━━ DATASET ENTRIES ━━

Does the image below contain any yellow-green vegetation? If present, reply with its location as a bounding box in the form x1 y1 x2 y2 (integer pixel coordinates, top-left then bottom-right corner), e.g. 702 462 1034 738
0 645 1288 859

━━━
━━ DATASET ENTRIES ━━

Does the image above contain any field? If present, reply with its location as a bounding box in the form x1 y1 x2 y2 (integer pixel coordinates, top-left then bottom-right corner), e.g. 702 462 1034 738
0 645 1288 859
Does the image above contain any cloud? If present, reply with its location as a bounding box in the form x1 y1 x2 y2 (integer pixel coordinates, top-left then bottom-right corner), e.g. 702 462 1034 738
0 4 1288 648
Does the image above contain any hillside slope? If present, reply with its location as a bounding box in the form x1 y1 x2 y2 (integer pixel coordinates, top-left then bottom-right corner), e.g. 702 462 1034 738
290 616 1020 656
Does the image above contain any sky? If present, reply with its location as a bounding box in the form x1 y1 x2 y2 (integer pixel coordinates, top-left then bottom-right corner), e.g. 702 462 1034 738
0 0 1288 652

━━━

> TO BE DONE
Could you write the records as a JSON list of strings, one string per line, starting at the line that has "Does the image above contain any sky?" and stopping after the line that has "0 0 1288 652"? Leave out any blank lines.

> RESPONSE FOR THIS EXERCISE
[
  "Does the image above contain any sky? If present, reply with its location as a bounding box in the form x1 y1 x2 y2 (integer pixel coordinates, top-left then bottom-right corner), e.g. 702 462 1034 738",
  "0 0 1288 652"
]